EXERCISE DIRECTIONS
Write out, word for word, everything from the very start of the records down to and including the line that contains "[(270, 223)]".

INPUT FOR THIS TASK

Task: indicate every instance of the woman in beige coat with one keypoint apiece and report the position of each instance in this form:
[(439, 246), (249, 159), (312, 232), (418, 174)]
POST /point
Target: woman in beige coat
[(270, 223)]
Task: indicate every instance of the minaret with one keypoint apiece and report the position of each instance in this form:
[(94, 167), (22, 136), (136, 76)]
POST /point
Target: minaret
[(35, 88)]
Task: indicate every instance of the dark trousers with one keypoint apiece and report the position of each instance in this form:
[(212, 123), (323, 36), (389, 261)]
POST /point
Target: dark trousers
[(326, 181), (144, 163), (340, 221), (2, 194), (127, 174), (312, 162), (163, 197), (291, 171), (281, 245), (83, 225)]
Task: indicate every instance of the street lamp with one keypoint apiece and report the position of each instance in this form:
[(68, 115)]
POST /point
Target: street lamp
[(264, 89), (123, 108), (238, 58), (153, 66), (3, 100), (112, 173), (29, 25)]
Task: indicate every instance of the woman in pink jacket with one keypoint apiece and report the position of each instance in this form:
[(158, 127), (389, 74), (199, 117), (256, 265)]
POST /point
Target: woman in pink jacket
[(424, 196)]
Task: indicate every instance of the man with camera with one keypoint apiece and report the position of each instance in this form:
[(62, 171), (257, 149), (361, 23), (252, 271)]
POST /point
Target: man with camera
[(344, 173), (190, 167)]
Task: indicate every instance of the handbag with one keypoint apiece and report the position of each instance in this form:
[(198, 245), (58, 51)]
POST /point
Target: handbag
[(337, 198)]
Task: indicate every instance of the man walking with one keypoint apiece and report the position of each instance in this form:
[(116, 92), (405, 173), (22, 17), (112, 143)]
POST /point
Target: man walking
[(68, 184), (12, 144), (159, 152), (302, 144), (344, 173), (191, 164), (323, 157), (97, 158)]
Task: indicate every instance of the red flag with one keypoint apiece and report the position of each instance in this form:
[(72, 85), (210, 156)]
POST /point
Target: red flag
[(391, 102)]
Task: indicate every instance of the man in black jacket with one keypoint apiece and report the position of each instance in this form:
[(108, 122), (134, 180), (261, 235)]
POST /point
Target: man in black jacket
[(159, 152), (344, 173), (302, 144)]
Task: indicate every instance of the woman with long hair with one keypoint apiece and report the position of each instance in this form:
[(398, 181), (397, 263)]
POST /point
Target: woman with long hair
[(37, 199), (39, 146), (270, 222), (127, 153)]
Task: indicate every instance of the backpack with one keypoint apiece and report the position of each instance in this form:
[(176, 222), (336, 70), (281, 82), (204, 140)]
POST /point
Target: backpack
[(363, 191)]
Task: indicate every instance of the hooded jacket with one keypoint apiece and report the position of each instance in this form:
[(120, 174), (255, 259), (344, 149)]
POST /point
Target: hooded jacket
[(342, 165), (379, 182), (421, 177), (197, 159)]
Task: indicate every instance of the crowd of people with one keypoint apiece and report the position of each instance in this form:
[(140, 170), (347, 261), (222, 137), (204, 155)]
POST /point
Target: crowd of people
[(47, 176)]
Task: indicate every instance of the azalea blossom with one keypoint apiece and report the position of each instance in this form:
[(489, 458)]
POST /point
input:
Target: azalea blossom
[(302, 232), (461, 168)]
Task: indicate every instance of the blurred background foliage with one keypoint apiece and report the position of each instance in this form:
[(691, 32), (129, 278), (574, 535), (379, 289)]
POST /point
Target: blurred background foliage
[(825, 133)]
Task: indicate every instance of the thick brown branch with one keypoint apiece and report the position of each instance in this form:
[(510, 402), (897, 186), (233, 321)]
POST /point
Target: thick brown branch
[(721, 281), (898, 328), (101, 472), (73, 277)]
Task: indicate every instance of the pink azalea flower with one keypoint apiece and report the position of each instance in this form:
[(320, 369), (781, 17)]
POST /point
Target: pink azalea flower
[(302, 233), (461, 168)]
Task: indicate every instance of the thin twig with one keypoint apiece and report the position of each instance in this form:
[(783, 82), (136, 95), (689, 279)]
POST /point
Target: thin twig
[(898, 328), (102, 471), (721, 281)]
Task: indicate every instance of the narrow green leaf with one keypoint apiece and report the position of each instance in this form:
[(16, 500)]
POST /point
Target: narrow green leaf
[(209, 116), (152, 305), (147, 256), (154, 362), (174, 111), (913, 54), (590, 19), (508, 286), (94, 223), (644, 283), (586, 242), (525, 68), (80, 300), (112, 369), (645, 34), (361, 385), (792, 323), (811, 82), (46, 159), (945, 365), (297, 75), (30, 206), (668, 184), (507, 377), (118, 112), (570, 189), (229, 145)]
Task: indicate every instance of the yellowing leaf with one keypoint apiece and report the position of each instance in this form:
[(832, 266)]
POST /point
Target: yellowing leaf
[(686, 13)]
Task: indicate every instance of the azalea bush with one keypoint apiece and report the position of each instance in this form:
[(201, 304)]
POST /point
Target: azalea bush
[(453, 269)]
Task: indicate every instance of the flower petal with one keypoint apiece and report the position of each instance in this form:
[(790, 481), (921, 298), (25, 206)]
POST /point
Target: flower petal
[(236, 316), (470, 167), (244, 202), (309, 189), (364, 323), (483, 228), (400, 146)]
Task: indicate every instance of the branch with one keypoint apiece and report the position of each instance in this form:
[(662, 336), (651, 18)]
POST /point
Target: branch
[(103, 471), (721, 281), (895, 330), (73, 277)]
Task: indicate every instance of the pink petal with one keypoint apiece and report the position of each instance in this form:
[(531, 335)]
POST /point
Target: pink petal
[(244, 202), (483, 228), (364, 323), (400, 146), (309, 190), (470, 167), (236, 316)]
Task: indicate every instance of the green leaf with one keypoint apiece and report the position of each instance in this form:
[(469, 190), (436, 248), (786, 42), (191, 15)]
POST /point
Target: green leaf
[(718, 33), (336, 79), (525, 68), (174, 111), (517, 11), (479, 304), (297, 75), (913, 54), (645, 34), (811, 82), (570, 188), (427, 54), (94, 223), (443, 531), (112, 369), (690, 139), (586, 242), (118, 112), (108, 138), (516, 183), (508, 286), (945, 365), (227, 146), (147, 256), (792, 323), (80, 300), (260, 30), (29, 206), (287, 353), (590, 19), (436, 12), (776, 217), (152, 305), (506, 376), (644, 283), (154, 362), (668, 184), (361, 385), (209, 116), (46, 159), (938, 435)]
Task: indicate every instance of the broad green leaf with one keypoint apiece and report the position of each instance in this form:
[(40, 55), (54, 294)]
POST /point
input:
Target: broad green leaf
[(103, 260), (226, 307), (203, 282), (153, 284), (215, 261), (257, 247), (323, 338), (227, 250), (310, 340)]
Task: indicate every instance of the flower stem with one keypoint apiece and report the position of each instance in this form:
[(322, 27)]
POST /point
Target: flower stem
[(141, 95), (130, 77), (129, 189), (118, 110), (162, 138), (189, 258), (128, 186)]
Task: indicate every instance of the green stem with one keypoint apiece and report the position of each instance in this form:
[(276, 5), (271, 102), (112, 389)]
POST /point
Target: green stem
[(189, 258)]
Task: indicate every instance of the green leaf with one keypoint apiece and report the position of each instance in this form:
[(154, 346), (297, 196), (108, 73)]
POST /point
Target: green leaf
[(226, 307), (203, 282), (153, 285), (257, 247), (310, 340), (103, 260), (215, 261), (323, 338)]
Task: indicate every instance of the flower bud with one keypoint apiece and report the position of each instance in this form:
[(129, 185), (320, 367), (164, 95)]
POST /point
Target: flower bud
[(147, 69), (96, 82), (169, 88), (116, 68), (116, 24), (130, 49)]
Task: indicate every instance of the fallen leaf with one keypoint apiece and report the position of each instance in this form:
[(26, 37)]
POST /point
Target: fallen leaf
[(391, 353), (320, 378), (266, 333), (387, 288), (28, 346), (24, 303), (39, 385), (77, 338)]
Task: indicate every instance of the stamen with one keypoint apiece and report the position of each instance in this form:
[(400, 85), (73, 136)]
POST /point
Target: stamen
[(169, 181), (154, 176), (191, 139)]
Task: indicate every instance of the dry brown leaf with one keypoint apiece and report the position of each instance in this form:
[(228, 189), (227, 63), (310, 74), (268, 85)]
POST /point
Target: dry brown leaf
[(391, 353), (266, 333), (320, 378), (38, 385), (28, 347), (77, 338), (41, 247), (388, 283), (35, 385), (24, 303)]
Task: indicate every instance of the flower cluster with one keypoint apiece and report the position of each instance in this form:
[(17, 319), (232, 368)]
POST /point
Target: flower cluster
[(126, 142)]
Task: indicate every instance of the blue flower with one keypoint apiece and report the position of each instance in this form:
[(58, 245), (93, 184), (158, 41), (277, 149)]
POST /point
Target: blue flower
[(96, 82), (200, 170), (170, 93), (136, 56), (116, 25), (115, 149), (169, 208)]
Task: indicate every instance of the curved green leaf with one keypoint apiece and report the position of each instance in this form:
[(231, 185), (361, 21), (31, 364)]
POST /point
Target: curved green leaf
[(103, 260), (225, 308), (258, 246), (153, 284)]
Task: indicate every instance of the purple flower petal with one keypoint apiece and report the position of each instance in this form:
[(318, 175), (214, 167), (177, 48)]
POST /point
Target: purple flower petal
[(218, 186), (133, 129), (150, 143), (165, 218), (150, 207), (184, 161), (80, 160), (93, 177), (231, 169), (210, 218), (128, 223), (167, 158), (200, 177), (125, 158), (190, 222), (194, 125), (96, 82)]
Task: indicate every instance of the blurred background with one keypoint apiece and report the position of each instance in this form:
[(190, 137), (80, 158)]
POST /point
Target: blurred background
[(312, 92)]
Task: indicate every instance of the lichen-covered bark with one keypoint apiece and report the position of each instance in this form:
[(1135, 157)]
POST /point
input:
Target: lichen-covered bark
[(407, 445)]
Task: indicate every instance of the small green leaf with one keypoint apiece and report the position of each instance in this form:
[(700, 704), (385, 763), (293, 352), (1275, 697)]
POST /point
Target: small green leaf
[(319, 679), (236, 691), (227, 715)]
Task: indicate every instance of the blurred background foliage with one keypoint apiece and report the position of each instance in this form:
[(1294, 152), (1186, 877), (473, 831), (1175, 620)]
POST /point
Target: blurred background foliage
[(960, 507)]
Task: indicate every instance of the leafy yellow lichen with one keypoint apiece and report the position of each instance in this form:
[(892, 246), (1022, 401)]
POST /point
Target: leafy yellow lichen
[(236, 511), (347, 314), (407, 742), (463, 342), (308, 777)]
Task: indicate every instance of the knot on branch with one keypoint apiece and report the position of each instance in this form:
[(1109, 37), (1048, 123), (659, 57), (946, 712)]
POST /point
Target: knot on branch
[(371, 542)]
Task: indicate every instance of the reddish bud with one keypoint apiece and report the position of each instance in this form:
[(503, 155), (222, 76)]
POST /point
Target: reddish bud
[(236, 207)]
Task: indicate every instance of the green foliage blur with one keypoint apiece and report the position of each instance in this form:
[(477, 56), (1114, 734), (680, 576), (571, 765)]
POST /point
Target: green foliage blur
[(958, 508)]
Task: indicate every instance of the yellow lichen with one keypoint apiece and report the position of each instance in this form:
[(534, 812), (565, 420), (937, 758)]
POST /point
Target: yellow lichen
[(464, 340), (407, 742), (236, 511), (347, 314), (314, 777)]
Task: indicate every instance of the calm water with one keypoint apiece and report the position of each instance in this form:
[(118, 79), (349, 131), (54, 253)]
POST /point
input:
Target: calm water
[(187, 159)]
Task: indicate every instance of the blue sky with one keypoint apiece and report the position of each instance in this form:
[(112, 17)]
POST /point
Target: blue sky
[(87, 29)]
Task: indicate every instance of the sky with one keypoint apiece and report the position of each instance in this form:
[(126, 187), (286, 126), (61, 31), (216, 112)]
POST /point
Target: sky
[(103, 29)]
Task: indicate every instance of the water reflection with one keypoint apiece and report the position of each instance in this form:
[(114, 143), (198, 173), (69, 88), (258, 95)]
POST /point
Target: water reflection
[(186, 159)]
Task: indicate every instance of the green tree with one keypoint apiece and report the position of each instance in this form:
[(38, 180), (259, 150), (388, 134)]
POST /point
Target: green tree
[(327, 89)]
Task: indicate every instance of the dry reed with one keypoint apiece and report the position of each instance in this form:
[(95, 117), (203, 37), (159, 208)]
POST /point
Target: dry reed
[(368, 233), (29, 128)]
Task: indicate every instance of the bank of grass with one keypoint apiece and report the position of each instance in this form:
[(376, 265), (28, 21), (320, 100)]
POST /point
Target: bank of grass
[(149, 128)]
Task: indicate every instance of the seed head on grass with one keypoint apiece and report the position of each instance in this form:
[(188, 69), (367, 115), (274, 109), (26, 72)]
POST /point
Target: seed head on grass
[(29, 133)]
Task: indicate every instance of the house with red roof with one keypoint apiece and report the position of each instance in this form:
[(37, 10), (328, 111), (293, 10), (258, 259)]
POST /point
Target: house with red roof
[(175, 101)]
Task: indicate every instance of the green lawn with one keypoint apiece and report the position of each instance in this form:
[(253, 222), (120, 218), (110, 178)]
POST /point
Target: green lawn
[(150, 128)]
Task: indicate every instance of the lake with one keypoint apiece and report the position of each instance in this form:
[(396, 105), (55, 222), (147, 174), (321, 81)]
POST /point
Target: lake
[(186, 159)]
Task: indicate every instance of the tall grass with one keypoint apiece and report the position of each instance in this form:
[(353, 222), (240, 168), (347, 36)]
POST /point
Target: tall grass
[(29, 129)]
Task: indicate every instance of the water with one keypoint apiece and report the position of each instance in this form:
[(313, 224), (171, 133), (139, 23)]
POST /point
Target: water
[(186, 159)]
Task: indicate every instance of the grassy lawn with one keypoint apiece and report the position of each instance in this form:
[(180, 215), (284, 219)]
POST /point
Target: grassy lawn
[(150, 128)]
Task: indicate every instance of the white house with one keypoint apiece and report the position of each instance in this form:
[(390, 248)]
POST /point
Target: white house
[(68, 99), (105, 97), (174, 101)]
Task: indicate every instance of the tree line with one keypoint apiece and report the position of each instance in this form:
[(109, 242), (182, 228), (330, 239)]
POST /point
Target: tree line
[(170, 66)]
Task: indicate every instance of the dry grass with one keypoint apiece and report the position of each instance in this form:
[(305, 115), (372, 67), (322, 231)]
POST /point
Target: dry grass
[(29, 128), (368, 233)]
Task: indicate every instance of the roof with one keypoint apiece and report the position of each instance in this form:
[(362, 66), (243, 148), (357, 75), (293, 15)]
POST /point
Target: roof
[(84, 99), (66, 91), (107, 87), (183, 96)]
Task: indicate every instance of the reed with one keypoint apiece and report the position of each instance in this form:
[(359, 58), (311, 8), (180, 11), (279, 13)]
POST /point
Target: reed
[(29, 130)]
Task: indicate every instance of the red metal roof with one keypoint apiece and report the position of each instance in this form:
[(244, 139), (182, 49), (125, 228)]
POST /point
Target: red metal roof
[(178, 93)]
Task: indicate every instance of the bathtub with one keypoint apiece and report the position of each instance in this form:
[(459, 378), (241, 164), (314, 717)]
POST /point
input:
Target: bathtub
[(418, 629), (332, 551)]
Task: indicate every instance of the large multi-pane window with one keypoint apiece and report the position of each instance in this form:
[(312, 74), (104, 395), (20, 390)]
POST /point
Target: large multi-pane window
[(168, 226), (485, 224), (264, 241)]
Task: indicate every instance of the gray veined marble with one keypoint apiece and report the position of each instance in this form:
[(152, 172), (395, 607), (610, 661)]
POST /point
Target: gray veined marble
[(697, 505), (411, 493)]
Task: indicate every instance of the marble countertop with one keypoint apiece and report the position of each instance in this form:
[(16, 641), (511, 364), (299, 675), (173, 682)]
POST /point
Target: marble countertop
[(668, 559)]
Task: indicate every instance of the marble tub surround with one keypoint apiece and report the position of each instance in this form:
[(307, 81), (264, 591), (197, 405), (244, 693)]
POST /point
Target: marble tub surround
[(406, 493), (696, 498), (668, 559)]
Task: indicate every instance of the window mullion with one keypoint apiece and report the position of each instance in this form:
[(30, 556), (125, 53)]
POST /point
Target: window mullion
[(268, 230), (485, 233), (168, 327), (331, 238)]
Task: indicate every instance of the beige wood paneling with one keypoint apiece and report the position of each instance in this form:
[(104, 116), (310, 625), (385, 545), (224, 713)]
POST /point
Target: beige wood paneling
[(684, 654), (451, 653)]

SOLUTION
Task: indicate every instance of the woman in beige coat with one keypoint apiece and report the position of each instance in this form:
[(439, 246), (249, 159), (312, 232), (418, 174)]
POST /point
Target: woman in beige coat
[(270, 223)]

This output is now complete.